Work task.
Return only this: the line with "Target: thumb" and all the lines that follow it below, through the final one, exactly as they are.

Data listing.
Start of Block

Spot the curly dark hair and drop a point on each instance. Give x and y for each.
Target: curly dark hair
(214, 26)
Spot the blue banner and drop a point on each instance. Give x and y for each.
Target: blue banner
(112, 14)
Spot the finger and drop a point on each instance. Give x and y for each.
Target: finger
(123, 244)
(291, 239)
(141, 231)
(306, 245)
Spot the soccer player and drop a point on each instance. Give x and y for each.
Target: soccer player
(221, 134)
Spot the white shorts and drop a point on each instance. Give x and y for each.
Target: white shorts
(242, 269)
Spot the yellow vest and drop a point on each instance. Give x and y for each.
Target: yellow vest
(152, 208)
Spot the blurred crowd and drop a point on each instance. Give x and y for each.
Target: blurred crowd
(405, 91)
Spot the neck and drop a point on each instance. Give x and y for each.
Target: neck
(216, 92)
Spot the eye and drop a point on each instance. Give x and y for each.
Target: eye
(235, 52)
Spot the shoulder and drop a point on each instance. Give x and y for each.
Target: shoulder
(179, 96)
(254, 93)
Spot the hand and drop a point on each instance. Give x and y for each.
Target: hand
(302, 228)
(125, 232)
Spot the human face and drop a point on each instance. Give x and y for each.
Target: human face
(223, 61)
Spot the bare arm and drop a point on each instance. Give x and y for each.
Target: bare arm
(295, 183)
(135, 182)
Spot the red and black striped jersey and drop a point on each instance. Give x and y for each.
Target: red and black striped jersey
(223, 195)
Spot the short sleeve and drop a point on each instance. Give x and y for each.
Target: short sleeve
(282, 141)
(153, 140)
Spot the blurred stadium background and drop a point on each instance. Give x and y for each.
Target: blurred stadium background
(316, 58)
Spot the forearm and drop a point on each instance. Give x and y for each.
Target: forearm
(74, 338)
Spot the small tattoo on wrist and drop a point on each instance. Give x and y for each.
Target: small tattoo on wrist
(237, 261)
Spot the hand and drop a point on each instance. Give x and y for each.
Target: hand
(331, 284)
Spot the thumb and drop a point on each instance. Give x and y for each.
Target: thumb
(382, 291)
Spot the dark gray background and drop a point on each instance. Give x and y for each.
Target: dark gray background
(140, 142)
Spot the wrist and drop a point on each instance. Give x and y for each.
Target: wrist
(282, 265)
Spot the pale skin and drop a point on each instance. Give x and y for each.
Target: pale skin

End of Block

Problem solution.
Target: thumb
(382, 291)
Spot the dark gray background and drop a point on each instance. Give x and y for each.
Target: dark gray background
(140, 142)
Spot the wrist and drop a point on each instance. Give x and y for each.
Target: wrist
(282, 265)
Spot the pale skin and drop a point on each instance. Give x and y for each.
Target: pale skin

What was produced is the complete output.